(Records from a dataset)
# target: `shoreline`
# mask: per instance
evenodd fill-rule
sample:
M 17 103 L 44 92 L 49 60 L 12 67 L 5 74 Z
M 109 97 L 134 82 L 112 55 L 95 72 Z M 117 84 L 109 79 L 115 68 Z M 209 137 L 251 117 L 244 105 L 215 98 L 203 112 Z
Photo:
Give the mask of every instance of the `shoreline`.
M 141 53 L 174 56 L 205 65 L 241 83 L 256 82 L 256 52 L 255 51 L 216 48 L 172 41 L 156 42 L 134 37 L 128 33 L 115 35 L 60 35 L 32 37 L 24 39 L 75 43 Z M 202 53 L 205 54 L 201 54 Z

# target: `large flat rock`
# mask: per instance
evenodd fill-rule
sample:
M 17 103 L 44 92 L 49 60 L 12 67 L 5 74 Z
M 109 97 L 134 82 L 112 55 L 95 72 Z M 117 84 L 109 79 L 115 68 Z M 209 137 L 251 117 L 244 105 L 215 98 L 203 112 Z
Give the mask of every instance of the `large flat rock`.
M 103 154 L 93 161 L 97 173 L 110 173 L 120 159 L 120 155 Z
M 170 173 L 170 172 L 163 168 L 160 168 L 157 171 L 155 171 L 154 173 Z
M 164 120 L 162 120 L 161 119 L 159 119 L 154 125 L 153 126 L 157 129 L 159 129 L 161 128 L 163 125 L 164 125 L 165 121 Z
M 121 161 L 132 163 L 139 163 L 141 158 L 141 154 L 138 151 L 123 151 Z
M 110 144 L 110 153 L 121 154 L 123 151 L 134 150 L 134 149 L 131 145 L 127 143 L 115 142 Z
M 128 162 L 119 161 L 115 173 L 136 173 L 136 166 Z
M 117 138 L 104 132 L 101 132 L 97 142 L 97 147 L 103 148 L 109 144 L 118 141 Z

...

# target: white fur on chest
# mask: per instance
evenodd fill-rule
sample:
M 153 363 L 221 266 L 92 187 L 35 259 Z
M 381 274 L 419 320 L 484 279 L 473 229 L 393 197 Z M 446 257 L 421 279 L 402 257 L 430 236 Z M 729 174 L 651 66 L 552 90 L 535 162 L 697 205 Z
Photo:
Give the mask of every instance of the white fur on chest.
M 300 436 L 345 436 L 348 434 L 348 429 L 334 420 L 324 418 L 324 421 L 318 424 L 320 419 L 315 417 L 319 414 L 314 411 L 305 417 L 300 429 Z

## [Task prompt]
Put the items into a Markdown table with the columns Row and Line, starting with the line that contains "# target: white fur on chest" and going on through the line that contains "M 300 436 L". Number each row, and leave out any blank lines.

## [Worked solution]
| Row | Line |
|---|---|
| 1 | # target: white fur on chest |
| 2 | # mask: per instance |
| 3 | evenodd fill-rule |
| 4 | sample: |
| 5 | M 153 363 L 221 266 L 92 187 L 35 259 Z |
| 6 | M 381 274 L 419 320 L 484 279 L 473 229 L 393 197 Z M 446 257 L 421 279 L 402 257 L 430 236 Z M 729 174 L 651 66 L 552 90 L 535 162 L 697 205 Z |
| 7 | Photo: |
| 8 | Give the mask of every instance of the white fur on chest. |
| 9 | M 300 436 L 345 436 L 348 434 L 348 429 L 334 420 L 324 418 L 324 421 L 318 424 L 320 419 L 315 417 L 319 414 L 314 411 L 305 417 L 300 429 Z |